*WRITTEN EXERCISE*
Exactly and only the lines from the one containing "[point] rock wall" through the close of the entries below are to be set down.

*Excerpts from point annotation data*
********************

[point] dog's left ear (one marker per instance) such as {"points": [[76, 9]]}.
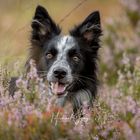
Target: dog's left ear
{"points": [[89, 30], [43, 26]]}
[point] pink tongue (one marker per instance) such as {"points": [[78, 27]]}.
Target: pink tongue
{"points": [[58, 88]]}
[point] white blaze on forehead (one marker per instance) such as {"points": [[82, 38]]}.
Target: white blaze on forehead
{"points": [[65, 43]]}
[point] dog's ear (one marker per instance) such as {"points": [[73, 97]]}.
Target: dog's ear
{"points": [[89, 30], [43, 27]]}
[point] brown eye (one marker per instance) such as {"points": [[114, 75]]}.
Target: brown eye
{"points": [[49, 56], [76, 59]]}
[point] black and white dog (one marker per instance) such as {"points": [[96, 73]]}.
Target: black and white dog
{"points": [[68, 61]]}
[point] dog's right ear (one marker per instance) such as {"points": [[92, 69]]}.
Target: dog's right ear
{"points": [[43, 27]]}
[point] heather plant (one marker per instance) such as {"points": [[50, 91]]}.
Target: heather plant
{"points": [[31, 112], [120, 36]]}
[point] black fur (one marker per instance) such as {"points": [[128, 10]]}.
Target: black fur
{"points": [[44, 36]]}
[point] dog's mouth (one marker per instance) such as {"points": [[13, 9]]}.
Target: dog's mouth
{"points": [[58, 88]]}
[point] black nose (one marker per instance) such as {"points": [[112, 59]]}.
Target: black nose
{"points": [[60, 73]]}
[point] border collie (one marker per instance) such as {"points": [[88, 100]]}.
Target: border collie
{"points": [[69, 61]]}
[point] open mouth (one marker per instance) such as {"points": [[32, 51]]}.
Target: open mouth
{"points": [[58, 88]]}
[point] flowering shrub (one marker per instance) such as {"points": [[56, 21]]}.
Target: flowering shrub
{"points": [[31, 114]]}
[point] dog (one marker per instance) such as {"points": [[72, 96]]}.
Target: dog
{"points": [[68, 61]]}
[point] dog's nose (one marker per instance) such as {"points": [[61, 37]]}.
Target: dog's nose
{"points": [[60, 73]]}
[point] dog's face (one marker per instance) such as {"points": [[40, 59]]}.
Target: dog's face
{"points": [[64, 59]]}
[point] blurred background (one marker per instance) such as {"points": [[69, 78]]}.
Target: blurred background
{"points": [[16, 16]]}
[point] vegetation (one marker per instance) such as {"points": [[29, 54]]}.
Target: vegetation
{"points": [[30, 114]]}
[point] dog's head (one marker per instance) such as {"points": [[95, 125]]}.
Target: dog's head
{"points": [[64, 59]]}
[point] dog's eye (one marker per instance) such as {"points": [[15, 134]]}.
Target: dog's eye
{"points": [[76, 58], [49, 56]]}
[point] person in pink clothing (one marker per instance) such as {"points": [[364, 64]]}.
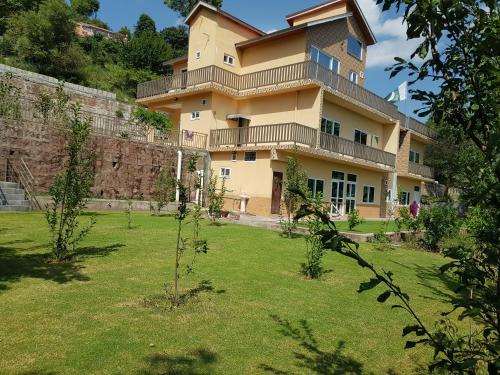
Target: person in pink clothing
{"points": [[414, 209]]}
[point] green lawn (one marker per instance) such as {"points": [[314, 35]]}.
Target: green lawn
{"points": [[368, 226], [88, 317]]}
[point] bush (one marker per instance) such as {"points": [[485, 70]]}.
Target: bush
{"points": [[354, 219], [439, 223]]}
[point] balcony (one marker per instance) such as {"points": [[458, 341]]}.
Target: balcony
{"points": [[298, 135], [304, 72], [421, 170]]}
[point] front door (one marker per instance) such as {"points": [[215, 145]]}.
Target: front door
{"points": [[277, 189], [337, 194]]}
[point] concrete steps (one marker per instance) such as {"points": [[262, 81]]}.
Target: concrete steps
{"points": [[13, 198]]}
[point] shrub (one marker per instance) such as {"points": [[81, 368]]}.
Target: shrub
{"points": [[439, 222], [354, 219]]}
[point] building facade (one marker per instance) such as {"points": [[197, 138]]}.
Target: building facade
{"points": [[263, 98]]}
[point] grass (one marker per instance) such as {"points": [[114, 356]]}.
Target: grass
{"points": [[367, 226], [254, 313]]}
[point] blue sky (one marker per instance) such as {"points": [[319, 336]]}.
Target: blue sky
{"points": [[270, 15]]}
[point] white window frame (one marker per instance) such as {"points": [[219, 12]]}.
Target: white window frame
{"points": [[250, 161], [195, 115], [315, 189], [352, 73], [229, 60], [330, 56], [333, 125], [360, 58], [364, 132], [225, 172], [374, 191]]}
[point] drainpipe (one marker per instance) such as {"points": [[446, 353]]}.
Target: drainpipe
{"points": [[179, 174]]}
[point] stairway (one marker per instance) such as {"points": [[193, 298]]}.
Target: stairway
{"points": [[13, 197]]}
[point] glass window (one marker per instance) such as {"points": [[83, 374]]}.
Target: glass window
{"points": [[369, 194], [250, 156], [225, 172], [330, 127], [353, 77], [316, 187], [325, 60], [338, 175], [360, 137], [355, 47]]}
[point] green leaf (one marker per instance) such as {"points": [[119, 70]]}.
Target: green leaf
{"points": [[384, 296]]}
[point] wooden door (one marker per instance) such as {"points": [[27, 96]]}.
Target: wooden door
{"points": [[277, 190]]}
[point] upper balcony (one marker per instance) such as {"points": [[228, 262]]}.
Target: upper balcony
{"points": [[302, 73], [305, 137]]}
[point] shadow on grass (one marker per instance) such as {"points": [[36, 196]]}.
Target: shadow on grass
{"points": [[199, 362], [17, 263], [441, 285], [311, 357]]}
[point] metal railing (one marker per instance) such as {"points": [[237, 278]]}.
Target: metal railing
{"points": [[112, 126], [297, 134], [292, 133], [18, 171], [307, 70], [421, 170]]}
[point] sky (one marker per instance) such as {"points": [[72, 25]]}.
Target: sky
{"points": [[270, 16]]}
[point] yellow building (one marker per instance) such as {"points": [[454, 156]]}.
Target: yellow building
{"points": [[299, 92]]}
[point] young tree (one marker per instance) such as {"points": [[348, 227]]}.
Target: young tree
{"points": [[72, 188], [145, 24], [459, 49], [184, 7], [296, 179]]}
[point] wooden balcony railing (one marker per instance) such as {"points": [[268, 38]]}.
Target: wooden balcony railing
{"points": [[307, 70], [417, 126], [343, 146], [267, 134], [297, 134], [421, 170]]}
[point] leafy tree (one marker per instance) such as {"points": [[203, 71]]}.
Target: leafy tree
{"points": [[296, 179], [145, 24], [46, 38], [85, 8], [71, 189], [146, 51], [178, 38], [184, 7], [459, 49]]}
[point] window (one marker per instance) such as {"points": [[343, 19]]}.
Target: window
{"points": [[360, 137], [228, 59], [404, 198], [250, 156], [369, 194], [353, 77], [325, 60], [316, 186], [330, 127], [355, 47], [414, 156], [225, 172]]}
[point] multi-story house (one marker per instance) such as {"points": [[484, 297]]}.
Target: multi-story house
{"points": [[298, 92]]}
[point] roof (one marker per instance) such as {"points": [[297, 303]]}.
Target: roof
{"points": [[176, 60], [205, 5], [356, 10]]}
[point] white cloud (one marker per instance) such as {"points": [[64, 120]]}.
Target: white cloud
{"points": [[391, 36]]}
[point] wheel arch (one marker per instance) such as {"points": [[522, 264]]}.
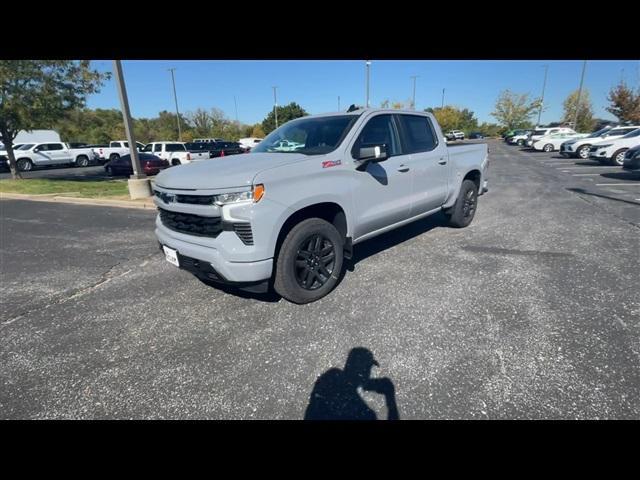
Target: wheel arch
{"points": [[332, 212]]}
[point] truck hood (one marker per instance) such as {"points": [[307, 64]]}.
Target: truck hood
{"points": [[226, 172]]}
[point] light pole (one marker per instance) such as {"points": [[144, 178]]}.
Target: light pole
{"points": [[138, 183], [235, 102], [544, 84], [413, 101], [368, 63], [175, 97], [275, 105], [575, 120]]}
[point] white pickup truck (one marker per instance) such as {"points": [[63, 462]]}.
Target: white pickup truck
{"points": [[288, 218], [175, 153], [31, 155], [116, 149]]}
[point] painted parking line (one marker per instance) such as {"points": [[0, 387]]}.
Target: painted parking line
{"points": [[618, 184], [586, 166]]}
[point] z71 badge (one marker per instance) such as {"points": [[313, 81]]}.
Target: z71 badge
{"points": [[331, 163]]}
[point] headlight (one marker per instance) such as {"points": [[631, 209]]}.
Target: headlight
{"points": [[254, 195]]}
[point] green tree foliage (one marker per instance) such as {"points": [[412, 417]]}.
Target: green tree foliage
{"points": [[453, 118], [585, 121], [624, 103], [35, 93], [514, 110], [285, 113]]}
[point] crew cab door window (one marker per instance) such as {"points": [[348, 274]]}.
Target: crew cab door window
{"points": [[418, 134], [380, 130], [382, 193], [429, 162]]}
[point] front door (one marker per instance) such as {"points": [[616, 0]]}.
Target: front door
{"points": [[429, 162], [382, 192]]}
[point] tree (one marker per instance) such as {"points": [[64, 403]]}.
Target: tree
{"points": [[514, 110], [36, 93], [625, 103], [201, 122], [452, 118], [585, 121], [285, 113]]}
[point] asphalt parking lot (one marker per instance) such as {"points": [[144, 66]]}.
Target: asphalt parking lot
{"points": [[530, 312]]}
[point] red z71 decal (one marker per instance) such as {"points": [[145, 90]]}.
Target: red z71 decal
{"points": [[331, 163]]}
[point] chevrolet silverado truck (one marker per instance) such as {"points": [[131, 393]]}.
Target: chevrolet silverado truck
{"points": [[287, 219]]}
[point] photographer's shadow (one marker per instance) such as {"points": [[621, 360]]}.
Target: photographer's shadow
{"points": [[335, 394]]}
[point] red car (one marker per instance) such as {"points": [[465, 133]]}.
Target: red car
{"points": [[151, 165]]}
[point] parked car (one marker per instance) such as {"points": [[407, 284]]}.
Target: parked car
{"points": [[293, 216], [613, 151], [209, 140], [580, 147], [552, 143], [222, 149], [115, 150], [520, 137], [249, 142], [150, 164], [454, 135], [631, 161], [4, 156], [199, 147], [175, 153], [32, 155], [538, 133]]}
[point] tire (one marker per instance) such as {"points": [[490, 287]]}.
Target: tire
{"points": [[618, 158], [583, 152], [320, 271], [463, 211], [24, 165]]}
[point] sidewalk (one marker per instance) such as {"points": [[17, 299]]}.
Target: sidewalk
{"points": [[144, 203]]}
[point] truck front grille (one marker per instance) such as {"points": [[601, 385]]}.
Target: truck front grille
{"points": [[243, 230], [191, 224]]}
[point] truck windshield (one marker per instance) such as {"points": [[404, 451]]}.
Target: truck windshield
{"points": [[309, 136]]}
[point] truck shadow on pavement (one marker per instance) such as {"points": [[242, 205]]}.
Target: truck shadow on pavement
{"points": [[395, 237], [335, 394]]}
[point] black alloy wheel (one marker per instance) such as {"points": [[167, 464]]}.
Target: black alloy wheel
{"points": [[315, 261]]}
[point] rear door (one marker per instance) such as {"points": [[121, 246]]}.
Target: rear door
{"points": [[429, 162], [382, 192]]}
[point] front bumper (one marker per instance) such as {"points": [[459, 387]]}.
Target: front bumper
{"points": [[632, 165], [208, 258]]}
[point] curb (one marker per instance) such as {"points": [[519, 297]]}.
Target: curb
{"points": [[145, 205]]}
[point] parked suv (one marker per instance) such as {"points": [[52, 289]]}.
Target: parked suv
{"points": [[288, 218], [580, 147], [613, 151]]}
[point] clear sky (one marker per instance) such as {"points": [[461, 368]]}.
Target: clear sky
{"points": [[316, 85]]}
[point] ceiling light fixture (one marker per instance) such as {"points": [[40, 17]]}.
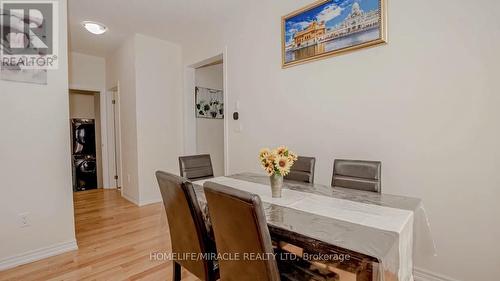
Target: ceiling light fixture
{"points": [[94, 27]]}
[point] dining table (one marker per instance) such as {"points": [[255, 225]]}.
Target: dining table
{"points": [[378, 233]]}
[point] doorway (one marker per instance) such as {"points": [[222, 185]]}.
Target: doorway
{"points": [[86, 145], [209, 113]]}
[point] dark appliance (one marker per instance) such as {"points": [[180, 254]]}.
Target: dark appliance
{"points": [[84, 154]]}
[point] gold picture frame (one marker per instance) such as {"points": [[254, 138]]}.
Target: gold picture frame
{"points": [[314, 39]]}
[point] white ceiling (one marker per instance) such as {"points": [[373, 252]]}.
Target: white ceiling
{"points": [[166, 19]]}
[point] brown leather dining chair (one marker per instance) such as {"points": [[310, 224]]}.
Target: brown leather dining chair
{"points": [[357, 174], [188, 233], [240, 228], [302, 170], [196, 167]]}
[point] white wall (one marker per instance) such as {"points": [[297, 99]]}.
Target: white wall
{"points": [[148, 72], [81, 106], [120, 71], [426, 105], [87, 72], [210, 132], [35, 164], [159, 111]]}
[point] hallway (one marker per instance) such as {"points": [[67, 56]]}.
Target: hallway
{"points": [[115, 239]]}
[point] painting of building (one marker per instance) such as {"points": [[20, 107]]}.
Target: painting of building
{"points": [[331, 27]]}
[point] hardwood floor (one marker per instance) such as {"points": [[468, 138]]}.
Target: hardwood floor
{"points": [[115, 239]]}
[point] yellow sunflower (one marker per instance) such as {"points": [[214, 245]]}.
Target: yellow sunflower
{"points": [[292, 156], [283, 165], [264, 153], [268, 166], [282, 150]]}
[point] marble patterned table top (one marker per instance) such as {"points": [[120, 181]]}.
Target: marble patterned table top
{"points": [[392, 248]]}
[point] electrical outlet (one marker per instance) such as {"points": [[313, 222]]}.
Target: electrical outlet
{"points": [[24, 220]]}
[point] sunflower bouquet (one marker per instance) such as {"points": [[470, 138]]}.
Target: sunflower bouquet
{"points": [[277, 161]]}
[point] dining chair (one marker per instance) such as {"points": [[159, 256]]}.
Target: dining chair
{"points": [[188, 233], [302, 170], [357, 174], [196, 167], [240, 228]]}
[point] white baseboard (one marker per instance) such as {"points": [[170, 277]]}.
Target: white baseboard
{"points": [[152, 201], [39, 254], [424, 275]]}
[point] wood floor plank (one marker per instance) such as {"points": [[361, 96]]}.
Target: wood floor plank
{"points": [[115, 239]]}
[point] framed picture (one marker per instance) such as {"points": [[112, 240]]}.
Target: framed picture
{"points": [[209, 103], [330, 27]]}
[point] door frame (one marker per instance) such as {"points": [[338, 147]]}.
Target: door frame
{"points": [[189, 115], [104, 130]]}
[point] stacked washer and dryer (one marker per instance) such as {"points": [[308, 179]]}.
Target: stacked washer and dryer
{"points": [[84, 154]]}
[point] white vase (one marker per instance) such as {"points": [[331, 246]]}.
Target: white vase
{"points": [[276, 185]]}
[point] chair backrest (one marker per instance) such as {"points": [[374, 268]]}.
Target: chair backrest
{"points": [[302, 170], [357, 174], [196, 167], [187, 229], [240, 228]]}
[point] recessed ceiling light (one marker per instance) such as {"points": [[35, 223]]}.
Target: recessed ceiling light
{"points": [[94, 27]]}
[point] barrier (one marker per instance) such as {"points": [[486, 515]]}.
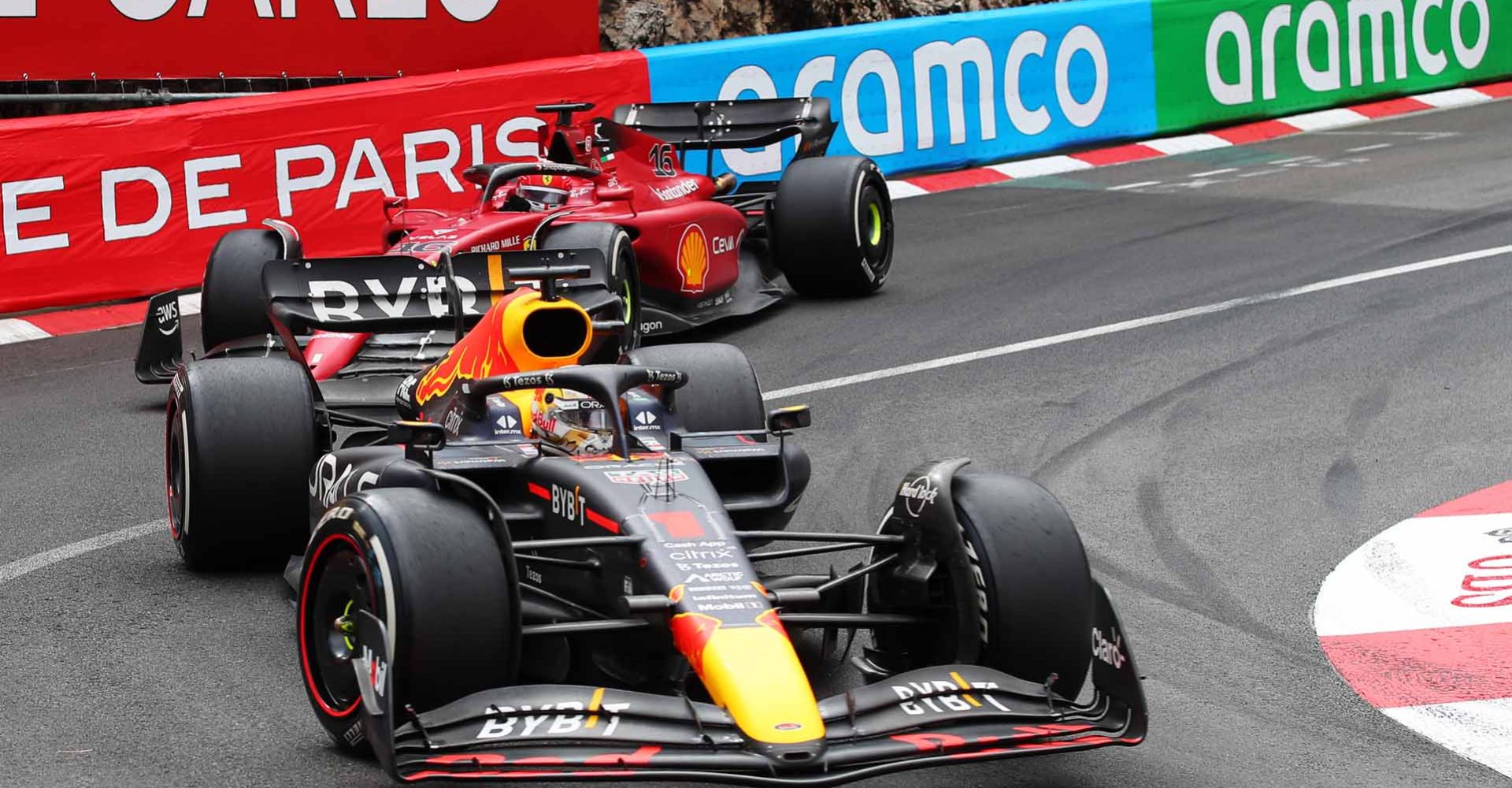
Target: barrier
{"points": [[77, 39], [121, 205], [1236, 59], [939, 93]]}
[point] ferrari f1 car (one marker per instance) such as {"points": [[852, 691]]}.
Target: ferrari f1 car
{"points": [[532, 567], [680, 248]]}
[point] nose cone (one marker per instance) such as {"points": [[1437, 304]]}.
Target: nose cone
{"points": [[754, 672]]}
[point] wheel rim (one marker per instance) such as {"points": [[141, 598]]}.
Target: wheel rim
{"points": [[874, 218], [338, 590], [632, 327], [177, 470]]}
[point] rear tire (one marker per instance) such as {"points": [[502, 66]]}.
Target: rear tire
{"points": [[1035, 582], [454, 619], [241, 442], [621, 276], [832, 225], [721, 392], [232, 296]]}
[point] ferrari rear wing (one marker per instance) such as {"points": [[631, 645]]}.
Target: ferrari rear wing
{"points": [[935, 716], [736, 125]]}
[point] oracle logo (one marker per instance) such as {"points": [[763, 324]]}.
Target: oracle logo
{"points": [[287, 9]]}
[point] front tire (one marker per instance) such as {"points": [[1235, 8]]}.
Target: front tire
{"points": [[1033, 598], [241, 442], [619, 274], [832, 225], [232, 294], [454, 622]]}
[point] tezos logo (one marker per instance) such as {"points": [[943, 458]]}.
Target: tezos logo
{"points": [[1109, 651], [918, 495]]}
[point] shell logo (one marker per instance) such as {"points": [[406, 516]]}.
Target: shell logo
{"points": [[693, 259]]}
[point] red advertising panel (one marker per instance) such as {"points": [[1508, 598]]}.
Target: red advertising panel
{"points": [[120, 205], [70, 39]]}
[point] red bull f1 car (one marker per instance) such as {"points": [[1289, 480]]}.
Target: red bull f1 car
{"points": [[678, 248], [529, 567]]}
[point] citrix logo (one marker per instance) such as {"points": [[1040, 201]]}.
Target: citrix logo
{"points": [[951, 58], [1319, 18]]}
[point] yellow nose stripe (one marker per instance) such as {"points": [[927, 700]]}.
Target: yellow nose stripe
{"points": [[756, 676]]}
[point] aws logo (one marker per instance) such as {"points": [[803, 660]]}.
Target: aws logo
{"points": [[693, 259]]}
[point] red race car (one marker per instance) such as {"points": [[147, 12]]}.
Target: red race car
{"points": [[672, 248]]}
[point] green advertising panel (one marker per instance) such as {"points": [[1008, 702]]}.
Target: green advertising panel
{"points": [[1231, 59]]}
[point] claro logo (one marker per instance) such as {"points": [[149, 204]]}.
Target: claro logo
{"points": [[286, 9], [1385, 21], [951, 59]]}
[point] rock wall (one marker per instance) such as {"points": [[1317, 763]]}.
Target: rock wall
{"points": [[652, 23]]}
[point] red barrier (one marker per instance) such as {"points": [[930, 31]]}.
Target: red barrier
{"points": [[123, 205], [264, 38]]}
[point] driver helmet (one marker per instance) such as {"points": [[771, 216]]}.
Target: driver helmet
{"points": [[543, 192], [572, 421]]}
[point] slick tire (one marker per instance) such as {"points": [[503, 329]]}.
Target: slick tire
{"points": [[232, 296], [721, 392], [832, 225], [241, 442], [1035, 597], [619, 273], [454, 616]]}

********************

*RESPONSE TO THIS TASK*
[point] rock wall (one marker per instance) such as {"points": [[1317, 763]]}.
Target: rock wall
{"points": [[652, 23]]}
[point] red barrier (one marker per instance) such as {"points": [[930, 31]]}.
Target: red barrier
{"points": [[123, 205], [264, 38]]}
[point] driver helmet (one marker per instance) such as {"points": [[771, 216]]}.
Target: driver helmet
{"points": [[543, 192], [572, 421]]}
[point] slick tire (one marker per instance) such as {"points": [[503, 329]]}.
Target: slick tire
{"points": [[232, 296], [721, 392], [832, 225], [241, 442], [1035, 597], [619, 273], [454, 616]]}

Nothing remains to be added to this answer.